Set exercise:
Count the lines in the rows below that contain the word "building". Give only that number.

Entries provided:
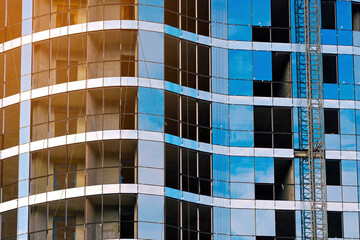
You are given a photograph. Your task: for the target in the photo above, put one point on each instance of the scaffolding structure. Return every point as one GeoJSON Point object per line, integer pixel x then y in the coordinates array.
{"type": "Point", "coordinates": [311, 126]}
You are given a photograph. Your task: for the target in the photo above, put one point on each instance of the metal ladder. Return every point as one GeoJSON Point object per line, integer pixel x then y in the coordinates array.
{"type": "Point", "coordinates": [311, 126]}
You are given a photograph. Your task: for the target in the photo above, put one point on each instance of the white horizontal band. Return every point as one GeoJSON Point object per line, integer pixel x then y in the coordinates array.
{"type": "Point", "coordinates": [161, 191]}
{"type": "Point", "coordinates": [161, 28]}
{"type": "Point", "coordinates": [162, 84]}
{"type": "Point", "coordinates": [161, 137]}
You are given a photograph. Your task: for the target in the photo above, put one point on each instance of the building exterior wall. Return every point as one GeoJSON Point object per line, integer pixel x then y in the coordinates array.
{"type": "Point", "coordinates": [173, 119]}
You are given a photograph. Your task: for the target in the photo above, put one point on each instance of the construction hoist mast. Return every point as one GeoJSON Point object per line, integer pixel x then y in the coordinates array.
{"type": "Point", "coordinates": [311, 127]}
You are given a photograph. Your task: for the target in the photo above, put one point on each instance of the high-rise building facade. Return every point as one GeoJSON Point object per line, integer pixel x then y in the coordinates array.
{"type": "Point", "coordinates": [171, 119]}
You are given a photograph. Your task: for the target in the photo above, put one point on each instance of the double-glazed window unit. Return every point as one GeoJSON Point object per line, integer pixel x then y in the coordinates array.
{"type": "Point", "coordinates": [334, 220]}
{"type": "Point", "coordinates": [280, 24]}
{"type": "Point", "coordinates": [81, 56]}
{"type": "Point", "coordinates": [10, 71]}
{"type": "Point", "coordinates": [188, 15]}
{"type": "Point", "coordinates": [187, 63]}
{"type": "Point", "coordinates": [84, 111]}
{"type": "Point", "coordinates": [333, 172]}
{"type": "Point", "coordinates": [185, 220]}
{"type": "Point", "coordinates": [59, 13]}
{"type": "Point", "coordinates": [330, 68]}
{"type": "Point", "coordinates": [188, 170]}
{"type": "Point", "coordinates": [9, 169]}
{"type": "Point", "coordinates": [281, 186]}
{"type": "Point", "coordinates": [328, 14]}
{"type": "Point", "coordinates": [94, 163]}
{"type": "Point", "coordinates": [109, 216]}
{"type": "Point", "coordinates": [10, 19]}
{"type": "Point", "coordinates": [280, 86]}
{"type": "Point", "coordinates": [10, 124]}
{"type": "Point", "coordinates": [9, 224]}
{"type": "Point", "coordinates": [356, 16]}
{"type": "Point", "coordinates": [187, 117]}
{"type": "Point", "coordinates": [331, 119]}
{"type": "Point", "coordinates": [273, 127]}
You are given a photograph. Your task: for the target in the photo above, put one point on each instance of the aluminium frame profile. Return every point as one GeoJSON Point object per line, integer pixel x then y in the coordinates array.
{"type": "Point", "coordinates": [311, 123]}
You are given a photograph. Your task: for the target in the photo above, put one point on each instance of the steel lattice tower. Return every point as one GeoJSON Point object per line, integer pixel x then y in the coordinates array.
{"type": "Point", "coordinates": [311, 126]}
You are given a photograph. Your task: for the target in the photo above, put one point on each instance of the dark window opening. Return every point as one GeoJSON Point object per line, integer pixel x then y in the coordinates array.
{"type": "Point", "coordinates": [273, 127]}
{"type": "Point", "coordinates": [281, 74]}
{"type": "Point", "coordinates": [281, 85]}
{"type": "Point", "coordinates": [333, 172]}
{"type": "Point", "coordinates": [280, 13]}
{"type": "Point", "coordinates": [334, 224]}
{"type": "Point", "coordinates": [284, 179]}
{"type": "Point", "coordinates": [285, 223]}
{"type": "Point", "coordinates": [262, 88]}
{"type": "Point", "coordinates": [192, 173]}
{"type": "Point", "coordinates": [172, 114]}
{"type": "Point", "coordinates": [194, 68]}
{"type": "Point", "coordinates": [356, 16]}
{"type": "Point", "coordinates": [192, 220]}
{"type": "Point", "coordinates": [261, 34]}
{"type": "Point", "coordinates": [331, 117]}
{"type": "Point", "coordinates": [280, 24]}
{"type": "Point", "coordinates": [328, 14]}
{"type": "Point", "coordinates": [330, 74]}
{"type": "Point", "coordinates": [280, 35]}
{"type": "Point", "coordinates": [188, 114]}
{"type": "Point", "coordinates": [192, 16]}
{"type": "Point", "coordinates": [264, 191]}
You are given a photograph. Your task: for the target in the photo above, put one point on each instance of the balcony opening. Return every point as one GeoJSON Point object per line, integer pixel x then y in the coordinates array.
{"type": "Point", "coordinates": [261, 34]}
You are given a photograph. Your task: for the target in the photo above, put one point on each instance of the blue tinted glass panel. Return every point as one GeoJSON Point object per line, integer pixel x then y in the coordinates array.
{"type": "Point", "coordinates": [221, 167]}
{"type": "Point", "coordinates": [345, 37]}
{"type": "Point", "coordinates": [242, 169]}
{"type": "Point", "coordinates": [349, 175]}
{"type": "Point", "coordinates": [221, 189]}
{"type": "Point", "coordinates": [221, 220]}
{"type": "Point", "coordinates": [264, 170]}
{"type": "Point", "coordinates": [265, 222]}
{"type": "Point", "coordinates": [343, 18]}
{"type": "Point", "coordinates": [240, 64]}
{"type": "Point", "coordinates": [241, 139]}
{"type": "Point", "coordinates": [151, 101]}
{"type": "Point", "coordinates": [346, 92]}
{"type": "Point", "coordinates": [242, 191]}
{"type": "Point", "coordinates": [151, 46]}
{"type": "Point", "coordinates": [242, 222]}
{"type": "Point", "coordinates": [345, 63]}
{"type": "Point", "coordinates": [240, 87]}
{"type": "Point", "coordinates": [239, 12]}
{"type": "Point", "coordinates": [262, 66]}
{"type": "Point", "coordinates": [347, 121]}
{"type": "Point", "coordinates": [239, 33]}
{"type": "Point", "coordinates": [151, 14]}
{"type": "Point", "coordinates": [261, 12]}
{"type": "Point", "coordinates": [331, 91]}
{"type": "Point", "coordinates": [241, 117]}
{"type": "Point", "coordinates": [328, 36]}
{"type": "Point", "coordinates": [220, 113]}
{"type": "Point", "coordinates": [348, 142]}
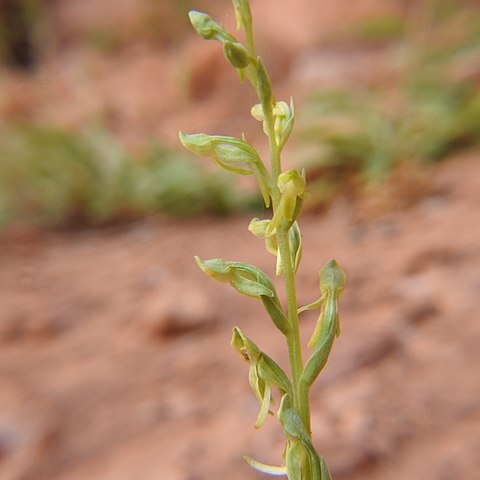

Written solution:
2